_Exercise instructions:_ Every line below that mentions the word "cliff" should be copied out.

___ Given records ___

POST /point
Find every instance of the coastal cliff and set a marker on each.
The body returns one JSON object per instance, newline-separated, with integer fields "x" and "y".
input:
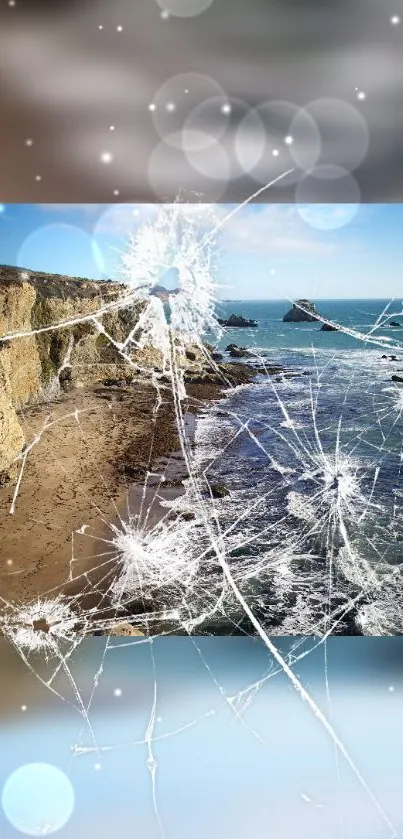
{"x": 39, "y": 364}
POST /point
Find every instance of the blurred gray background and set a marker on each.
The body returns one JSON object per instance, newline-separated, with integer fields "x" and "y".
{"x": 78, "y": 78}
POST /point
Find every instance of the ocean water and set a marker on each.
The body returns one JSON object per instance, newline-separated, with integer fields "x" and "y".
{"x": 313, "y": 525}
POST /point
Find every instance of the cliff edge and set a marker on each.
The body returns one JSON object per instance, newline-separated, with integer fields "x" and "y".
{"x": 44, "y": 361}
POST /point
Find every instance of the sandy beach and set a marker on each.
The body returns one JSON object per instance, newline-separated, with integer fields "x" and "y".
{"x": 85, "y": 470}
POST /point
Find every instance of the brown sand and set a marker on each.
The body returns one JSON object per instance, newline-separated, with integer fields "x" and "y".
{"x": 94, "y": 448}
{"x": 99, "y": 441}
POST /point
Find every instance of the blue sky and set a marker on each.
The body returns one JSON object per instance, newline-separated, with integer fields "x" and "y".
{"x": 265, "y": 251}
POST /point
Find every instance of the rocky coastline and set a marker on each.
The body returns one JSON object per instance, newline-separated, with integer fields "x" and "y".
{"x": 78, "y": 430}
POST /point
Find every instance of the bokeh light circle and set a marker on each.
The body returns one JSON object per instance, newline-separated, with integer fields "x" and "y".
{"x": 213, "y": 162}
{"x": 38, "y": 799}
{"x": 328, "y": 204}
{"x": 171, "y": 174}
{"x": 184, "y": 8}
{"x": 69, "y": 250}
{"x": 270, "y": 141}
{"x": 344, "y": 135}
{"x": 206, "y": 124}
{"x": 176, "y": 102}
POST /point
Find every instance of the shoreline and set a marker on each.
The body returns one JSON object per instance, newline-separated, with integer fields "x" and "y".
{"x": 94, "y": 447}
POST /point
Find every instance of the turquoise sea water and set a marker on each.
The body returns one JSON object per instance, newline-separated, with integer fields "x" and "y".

___
___ Given records ___

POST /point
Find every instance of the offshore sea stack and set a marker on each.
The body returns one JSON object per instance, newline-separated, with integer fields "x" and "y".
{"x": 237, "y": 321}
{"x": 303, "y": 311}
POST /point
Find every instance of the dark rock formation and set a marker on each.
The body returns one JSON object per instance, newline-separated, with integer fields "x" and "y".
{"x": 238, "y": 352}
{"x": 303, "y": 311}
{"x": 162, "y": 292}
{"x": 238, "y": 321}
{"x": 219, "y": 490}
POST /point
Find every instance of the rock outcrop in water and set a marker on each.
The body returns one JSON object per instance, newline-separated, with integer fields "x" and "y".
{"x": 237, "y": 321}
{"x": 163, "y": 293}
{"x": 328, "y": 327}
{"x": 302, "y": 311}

___
___ Given records ___

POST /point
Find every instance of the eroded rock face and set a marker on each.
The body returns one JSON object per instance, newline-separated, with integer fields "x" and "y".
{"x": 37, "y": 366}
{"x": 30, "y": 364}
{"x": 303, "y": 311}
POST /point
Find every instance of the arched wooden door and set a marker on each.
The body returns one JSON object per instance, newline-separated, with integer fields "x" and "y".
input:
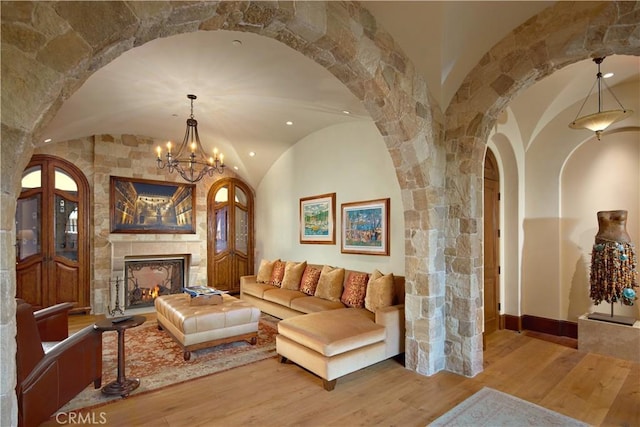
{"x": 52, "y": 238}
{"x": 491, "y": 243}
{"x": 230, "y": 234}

___

_Written response:_
Find every instance of the coastal cliff and set a marker on each.
Find every instance of the cliff edge and set a marker on each.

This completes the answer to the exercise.